Total TimePrep: 20 min. Bake: 1 hour + standing
- 1 unbaked pastry shell (9 inches)
- 4 cups sliced fresh mushrooms
- 1 tablespoon butter
- 1 cup shredded Swiss cheese
- 2 tablespoons all-purpose flour
- 3 large eggs, lightly beaten
- 1-1/4 cups whole milk
- 1 tablespoon minced fresh savory or 1 teaspoon dried savory
- 1/2 teaspoon salt
- 1/4 teaspoon pepper
- Line unpricked pastry shell with a double thickness of heavy-duty foil. Bake at 425° for 10 minutes or until edges begin to brown. Remove foil; set the crust aside.
- In a skillet, saute mushrooms in butter. Remove with a slotted spoon; set aside. In a bowl, toss cheese with flour; add eggs, milk, savory, salt and pepper. Stir in mushrooms. Pour into crust. Bake at 350° for 1 hour or until a knife inserted in the center comes out clean. Let stand 10 minutes before cutting.

* [What is needed]
Can you return the mushroom recipe above in full, word for word? The data that follows comes from a separate source.

* [Data]

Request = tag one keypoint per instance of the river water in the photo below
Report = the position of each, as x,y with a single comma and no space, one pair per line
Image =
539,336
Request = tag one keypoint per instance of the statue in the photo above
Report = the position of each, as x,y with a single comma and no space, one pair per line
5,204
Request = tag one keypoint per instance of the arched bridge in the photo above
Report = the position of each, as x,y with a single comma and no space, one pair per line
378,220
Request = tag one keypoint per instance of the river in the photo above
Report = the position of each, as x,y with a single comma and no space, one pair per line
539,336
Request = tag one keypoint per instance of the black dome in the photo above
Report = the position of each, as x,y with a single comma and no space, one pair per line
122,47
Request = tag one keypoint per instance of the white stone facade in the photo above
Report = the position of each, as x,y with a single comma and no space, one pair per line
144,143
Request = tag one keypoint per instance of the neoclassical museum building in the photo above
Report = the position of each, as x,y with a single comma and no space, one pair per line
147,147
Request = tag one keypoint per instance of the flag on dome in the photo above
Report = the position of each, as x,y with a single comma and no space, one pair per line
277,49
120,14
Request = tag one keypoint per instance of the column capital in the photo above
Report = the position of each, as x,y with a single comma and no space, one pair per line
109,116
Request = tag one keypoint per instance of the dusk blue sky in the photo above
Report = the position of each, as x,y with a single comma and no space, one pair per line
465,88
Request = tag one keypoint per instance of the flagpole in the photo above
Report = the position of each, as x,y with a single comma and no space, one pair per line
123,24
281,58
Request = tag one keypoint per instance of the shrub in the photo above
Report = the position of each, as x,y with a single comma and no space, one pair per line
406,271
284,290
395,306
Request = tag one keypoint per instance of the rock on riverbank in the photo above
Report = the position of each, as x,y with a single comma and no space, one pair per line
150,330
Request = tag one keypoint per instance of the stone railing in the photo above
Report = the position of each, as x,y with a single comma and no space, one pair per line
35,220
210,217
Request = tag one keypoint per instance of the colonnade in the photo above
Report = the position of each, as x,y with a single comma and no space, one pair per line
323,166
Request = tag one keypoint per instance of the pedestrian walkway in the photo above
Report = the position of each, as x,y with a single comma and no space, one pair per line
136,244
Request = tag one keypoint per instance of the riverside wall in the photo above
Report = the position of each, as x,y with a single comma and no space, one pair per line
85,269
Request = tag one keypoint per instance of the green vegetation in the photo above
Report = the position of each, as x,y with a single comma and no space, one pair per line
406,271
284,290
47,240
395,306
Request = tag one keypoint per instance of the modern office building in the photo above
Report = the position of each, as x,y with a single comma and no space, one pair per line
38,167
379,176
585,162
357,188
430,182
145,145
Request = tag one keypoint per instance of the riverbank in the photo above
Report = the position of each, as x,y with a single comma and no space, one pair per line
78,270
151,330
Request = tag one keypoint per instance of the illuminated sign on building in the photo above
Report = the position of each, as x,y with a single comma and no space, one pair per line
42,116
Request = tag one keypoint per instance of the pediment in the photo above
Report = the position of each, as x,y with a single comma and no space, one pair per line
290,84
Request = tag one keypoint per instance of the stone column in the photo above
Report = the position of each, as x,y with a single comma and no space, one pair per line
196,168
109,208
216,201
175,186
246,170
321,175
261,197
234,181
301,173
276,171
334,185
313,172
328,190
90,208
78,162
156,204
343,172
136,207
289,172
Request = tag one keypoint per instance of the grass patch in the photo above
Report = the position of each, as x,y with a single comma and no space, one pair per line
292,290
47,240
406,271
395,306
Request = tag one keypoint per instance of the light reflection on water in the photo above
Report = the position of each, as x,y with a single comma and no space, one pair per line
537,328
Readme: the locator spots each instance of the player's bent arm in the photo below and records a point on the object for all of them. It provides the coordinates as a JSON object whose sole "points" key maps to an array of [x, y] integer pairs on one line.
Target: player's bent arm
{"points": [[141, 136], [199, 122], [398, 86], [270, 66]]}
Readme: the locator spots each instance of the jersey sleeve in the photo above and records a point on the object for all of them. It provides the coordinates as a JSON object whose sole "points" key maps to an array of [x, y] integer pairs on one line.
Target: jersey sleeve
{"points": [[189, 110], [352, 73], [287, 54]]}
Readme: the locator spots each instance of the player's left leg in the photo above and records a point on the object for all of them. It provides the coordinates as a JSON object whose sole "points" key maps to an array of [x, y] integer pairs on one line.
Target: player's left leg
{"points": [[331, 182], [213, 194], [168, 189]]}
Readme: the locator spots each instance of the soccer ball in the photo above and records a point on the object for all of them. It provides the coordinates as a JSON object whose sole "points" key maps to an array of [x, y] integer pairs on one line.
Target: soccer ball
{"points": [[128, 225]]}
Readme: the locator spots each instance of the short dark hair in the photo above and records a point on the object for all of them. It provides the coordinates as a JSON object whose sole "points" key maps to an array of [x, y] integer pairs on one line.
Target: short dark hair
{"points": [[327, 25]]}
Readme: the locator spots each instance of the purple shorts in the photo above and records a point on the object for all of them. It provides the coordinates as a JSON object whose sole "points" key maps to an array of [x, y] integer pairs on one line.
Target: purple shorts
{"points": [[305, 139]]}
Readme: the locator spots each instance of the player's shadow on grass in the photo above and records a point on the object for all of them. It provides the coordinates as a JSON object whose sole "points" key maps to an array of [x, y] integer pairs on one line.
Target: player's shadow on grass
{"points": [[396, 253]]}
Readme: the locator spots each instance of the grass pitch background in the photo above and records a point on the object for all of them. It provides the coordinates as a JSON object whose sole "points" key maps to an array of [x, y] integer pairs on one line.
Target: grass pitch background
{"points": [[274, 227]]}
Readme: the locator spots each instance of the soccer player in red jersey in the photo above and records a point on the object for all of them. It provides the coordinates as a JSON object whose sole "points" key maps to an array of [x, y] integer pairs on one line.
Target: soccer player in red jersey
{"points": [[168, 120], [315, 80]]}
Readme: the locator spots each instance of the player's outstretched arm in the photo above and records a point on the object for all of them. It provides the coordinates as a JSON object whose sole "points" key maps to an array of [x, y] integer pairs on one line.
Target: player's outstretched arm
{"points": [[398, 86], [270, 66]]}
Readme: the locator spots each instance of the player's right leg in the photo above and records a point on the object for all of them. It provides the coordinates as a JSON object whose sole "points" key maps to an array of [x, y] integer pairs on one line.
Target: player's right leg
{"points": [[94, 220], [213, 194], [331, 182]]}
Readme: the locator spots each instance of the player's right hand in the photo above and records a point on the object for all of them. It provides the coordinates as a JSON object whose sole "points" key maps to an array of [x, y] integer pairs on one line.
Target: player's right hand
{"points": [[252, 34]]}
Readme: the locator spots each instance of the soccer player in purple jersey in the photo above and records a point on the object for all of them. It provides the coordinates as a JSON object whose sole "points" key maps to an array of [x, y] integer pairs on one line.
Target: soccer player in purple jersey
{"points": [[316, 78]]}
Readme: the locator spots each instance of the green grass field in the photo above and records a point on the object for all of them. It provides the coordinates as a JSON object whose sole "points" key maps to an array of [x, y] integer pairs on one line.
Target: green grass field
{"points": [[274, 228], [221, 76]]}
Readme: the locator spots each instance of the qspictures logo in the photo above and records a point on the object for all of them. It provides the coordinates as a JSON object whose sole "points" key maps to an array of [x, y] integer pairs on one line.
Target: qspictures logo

* [Answer for this exercise]
Total TimePrep: 20 min. Bake: 1 hour + standing
- 1 unbaked pastry shell (9 inches)
- 4 cups sliced fresh mushrooms
- 1 tablespoon butter
- 1 cup shredded Swiss cheese
- 2 tablespoons all-purpose flour
- 3 large eggs, lightly beaten
- 1-1/4 cups whole milk
- 1 tablespoon minced fresh savory or 1 teaspoon dried savory
- 1/2 teaspoon salt
- 1/4 teaspoon pepper
- Line unpricked pastry shell with a double thickness of heavy-duty foil. Bake at 425° for 10 minutes or until edges begin to brown. Remove foil; set the crust aside.
- In a skillet, saute mushrooms in butter. Remove with a slotted spoon; set aside. In a bowl, toss cheese with flour; add eggs, milk, savory, salt and pepper. Stir in mushrooms. Pour into crust. Bake at 350° for 1 hour or until a knife inserted in the center comes out clean. Let stand 10 minutes before cutting.